EXERCISE TASK: Copy every line of the records below that contains the word "mountain".

SUPPLIED DATA:

— start —

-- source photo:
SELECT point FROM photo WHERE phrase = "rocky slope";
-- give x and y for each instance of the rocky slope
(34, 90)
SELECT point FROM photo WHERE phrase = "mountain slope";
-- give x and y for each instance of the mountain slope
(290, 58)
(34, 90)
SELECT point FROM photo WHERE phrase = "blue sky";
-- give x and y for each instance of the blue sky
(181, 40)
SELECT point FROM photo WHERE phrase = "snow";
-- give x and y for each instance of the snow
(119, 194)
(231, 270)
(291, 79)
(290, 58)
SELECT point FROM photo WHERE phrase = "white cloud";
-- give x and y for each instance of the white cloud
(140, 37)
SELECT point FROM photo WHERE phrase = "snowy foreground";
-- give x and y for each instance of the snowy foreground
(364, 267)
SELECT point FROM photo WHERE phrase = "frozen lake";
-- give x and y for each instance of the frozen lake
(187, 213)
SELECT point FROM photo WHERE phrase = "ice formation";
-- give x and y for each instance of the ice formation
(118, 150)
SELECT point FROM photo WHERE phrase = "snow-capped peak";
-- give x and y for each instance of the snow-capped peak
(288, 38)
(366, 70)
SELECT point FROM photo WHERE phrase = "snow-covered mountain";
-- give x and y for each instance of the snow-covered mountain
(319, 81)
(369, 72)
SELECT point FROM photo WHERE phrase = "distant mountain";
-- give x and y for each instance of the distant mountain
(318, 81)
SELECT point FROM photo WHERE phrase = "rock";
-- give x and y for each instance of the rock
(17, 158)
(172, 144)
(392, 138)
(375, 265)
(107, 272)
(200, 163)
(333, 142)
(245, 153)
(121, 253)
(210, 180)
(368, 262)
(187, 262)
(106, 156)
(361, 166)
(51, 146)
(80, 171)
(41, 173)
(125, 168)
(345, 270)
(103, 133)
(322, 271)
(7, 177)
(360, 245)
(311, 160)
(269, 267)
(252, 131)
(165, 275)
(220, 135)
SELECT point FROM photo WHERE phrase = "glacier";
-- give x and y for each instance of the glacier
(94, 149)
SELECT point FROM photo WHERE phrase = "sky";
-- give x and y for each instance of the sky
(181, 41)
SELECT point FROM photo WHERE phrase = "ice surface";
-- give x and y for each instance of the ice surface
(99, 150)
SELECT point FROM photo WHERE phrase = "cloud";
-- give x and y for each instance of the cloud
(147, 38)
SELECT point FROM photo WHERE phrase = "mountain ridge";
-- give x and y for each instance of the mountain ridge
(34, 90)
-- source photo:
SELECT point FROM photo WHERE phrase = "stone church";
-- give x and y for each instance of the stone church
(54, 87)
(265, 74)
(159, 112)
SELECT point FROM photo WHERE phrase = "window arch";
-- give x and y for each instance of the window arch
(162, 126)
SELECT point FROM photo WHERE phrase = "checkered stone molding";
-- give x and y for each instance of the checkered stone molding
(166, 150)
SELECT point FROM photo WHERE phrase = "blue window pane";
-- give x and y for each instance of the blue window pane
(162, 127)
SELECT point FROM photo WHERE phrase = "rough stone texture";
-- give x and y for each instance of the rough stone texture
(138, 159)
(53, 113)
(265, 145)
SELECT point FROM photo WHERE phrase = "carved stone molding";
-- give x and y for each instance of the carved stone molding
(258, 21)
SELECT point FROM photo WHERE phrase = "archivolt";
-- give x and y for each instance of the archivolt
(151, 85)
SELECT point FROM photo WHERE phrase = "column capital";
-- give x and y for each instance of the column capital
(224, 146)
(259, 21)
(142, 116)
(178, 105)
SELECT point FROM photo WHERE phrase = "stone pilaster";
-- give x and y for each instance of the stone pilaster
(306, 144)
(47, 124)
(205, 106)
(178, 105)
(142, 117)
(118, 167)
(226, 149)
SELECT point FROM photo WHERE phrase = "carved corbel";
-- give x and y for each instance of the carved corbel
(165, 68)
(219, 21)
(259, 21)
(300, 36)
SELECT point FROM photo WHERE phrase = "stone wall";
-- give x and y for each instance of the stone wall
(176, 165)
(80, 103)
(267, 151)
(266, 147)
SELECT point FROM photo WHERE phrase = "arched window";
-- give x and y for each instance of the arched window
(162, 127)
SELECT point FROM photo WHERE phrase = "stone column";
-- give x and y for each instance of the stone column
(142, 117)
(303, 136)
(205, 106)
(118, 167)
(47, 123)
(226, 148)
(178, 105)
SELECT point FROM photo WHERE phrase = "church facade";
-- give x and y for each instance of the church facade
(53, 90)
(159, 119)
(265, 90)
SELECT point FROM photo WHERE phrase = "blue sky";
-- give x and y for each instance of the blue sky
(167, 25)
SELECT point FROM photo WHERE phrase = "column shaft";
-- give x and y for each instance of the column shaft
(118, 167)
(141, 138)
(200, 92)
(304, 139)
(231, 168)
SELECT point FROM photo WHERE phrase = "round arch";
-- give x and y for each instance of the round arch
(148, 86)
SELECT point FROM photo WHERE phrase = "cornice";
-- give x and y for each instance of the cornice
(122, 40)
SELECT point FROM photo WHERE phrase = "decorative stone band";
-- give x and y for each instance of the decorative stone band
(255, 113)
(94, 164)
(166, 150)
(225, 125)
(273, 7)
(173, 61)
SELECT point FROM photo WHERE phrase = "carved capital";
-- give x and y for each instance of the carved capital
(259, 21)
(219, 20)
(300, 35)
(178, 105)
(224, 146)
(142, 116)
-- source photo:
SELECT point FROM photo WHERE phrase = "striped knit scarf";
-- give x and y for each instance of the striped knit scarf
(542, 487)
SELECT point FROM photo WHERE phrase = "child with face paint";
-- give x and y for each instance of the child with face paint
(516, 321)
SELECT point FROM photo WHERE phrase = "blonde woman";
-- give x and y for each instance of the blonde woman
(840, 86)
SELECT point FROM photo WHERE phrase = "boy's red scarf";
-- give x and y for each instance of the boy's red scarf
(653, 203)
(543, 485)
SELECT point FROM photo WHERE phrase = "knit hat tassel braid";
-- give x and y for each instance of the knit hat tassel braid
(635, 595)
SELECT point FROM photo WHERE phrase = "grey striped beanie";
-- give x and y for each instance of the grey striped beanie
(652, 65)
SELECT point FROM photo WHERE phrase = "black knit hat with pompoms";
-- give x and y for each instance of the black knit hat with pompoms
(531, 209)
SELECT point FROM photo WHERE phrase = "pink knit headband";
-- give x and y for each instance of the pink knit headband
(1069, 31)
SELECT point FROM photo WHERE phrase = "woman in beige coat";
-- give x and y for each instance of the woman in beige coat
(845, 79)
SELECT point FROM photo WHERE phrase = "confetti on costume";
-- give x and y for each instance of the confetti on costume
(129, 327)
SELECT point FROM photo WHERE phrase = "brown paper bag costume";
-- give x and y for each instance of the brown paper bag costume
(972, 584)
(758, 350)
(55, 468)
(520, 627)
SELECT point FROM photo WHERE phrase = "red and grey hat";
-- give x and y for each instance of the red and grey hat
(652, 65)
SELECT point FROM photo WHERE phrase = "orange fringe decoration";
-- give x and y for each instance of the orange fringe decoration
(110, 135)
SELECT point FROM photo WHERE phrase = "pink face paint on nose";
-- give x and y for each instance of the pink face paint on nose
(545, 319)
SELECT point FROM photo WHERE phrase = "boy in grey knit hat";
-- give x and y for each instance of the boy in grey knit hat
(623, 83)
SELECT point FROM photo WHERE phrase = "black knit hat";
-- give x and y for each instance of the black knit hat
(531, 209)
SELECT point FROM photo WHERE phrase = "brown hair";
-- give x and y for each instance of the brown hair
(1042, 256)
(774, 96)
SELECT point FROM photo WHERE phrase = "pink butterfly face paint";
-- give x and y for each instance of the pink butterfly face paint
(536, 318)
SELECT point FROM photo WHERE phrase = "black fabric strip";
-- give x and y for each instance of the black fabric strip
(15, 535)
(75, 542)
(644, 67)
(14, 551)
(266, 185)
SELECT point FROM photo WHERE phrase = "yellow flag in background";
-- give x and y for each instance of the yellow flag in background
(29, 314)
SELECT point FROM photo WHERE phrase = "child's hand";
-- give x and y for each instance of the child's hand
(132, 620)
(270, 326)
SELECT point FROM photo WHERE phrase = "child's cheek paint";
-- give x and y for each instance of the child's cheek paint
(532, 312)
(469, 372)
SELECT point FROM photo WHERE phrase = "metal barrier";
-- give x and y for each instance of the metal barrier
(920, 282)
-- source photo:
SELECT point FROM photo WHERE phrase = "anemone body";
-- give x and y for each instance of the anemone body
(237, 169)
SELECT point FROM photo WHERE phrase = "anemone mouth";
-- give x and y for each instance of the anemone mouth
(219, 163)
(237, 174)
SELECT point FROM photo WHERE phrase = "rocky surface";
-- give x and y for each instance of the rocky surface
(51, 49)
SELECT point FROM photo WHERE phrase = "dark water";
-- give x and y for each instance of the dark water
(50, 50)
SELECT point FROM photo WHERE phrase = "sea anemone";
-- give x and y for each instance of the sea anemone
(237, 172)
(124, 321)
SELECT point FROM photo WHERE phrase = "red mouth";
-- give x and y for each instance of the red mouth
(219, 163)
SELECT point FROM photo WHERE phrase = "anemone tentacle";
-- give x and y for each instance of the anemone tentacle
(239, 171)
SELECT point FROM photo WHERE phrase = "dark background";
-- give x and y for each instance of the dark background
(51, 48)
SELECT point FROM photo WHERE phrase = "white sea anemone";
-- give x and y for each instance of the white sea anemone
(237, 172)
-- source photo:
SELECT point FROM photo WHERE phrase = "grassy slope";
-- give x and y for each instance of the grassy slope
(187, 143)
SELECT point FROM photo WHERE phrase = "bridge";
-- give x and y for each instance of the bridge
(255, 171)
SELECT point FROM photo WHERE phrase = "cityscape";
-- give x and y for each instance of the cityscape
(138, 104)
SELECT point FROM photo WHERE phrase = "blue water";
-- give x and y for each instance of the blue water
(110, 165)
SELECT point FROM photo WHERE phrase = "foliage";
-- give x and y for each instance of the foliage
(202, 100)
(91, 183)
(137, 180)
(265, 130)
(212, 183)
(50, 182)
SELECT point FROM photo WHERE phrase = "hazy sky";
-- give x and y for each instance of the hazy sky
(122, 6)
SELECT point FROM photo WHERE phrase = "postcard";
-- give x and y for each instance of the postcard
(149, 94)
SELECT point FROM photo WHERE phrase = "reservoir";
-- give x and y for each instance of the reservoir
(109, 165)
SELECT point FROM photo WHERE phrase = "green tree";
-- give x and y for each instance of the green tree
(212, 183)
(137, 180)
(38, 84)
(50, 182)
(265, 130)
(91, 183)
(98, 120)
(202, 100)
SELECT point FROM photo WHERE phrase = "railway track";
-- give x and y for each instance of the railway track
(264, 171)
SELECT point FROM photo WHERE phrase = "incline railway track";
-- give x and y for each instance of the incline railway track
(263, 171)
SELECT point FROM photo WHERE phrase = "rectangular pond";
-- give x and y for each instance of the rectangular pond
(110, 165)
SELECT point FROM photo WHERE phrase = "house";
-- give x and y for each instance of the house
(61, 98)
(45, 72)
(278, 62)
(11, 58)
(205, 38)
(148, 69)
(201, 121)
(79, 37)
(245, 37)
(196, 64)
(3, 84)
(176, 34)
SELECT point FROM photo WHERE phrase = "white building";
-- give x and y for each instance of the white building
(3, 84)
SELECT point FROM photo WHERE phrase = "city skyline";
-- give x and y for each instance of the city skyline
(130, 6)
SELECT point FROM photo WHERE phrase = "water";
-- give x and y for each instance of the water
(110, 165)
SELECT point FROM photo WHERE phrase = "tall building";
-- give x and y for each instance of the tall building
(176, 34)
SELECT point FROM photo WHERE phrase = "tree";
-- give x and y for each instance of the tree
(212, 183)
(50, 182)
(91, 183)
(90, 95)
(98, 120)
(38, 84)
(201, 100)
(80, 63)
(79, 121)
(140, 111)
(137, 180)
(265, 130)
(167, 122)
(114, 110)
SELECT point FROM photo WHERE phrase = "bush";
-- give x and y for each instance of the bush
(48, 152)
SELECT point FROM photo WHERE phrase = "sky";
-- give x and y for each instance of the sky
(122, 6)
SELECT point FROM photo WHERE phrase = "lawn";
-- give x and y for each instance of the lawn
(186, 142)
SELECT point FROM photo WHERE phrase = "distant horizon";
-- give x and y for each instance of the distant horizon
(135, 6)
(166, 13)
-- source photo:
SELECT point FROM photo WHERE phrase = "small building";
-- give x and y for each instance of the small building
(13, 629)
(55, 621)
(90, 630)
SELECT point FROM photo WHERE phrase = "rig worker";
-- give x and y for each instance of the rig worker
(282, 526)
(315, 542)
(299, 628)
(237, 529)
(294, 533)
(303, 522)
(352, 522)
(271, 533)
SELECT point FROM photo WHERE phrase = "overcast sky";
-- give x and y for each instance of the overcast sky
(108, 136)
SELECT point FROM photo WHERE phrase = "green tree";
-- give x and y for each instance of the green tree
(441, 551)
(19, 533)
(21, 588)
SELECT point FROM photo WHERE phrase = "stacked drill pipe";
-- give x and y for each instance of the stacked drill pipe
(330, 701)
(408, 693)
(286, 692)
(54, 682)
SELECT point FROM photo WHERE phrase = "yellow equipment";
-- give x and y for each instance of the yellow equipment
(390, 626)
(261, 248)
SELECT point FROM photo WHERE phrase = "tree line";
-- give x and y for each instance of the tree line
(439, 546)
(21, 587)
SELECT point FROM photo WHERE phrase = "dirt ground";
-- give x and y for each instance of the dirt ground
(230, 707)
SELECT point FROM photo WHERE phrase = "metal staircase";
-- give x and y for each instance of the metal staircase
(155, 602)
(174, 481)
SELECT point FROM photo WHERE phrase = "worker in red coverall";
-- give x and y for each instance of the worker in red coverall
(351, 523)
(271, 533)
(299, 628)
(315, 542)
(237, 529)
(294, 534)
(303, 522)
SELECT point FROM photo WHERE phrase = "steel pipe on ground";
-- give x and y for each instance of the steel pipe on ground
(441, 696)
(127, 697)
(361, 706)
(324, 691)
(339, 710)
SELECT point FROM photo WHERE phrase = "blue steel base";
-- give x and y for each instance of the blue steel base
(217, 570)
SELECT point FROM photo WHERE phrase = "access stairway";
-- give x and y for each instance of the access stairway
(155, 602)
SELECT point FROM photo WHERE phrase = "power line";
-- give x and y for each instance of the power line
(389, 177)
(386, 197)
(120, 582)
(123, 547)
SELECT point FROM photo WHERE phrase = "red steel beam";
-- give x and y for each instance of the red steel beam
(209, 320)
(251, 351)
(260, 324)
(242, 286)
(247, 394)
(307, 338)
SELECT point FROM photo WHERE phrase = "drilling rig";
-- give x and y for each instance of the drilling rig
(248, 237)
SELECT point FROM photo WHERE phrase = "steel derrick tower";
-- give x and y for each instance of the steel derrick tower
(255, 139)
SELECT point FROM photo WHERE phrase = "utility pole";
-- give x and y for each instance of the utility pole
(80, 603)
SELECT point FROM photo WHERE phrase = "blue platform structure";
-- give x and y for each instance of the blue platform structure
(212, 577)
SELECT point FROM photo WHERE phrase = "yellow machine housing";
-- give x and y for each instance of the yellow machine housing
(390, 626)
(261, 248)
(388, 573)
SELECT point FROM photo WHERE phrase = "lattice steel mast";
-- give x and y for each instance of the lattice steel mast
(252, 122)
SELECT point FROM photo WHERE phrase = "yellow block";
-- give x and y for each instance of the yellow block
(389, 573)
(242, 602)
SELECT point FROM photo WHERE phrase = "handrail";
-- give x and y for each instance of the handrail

— end —

ANSWER TO THE EXERCISE:
SELECT point FROM photo WHERE phrase = "mountain slope";
-- give x and y for each instance of the mountain slope
SELECT point FROM photo WHERE phrase = "snow-covered mountain";
-- give x and y for each instance of the snow-covered mountain
SELECT point FROM photo WHERE phrase = "distant mountain";
-- give x and y for each instance of the distant mountain
SELECT point FROM photo WHERE phrase = "mountain ridge";
-- give x and y for each instance of the mountain ridge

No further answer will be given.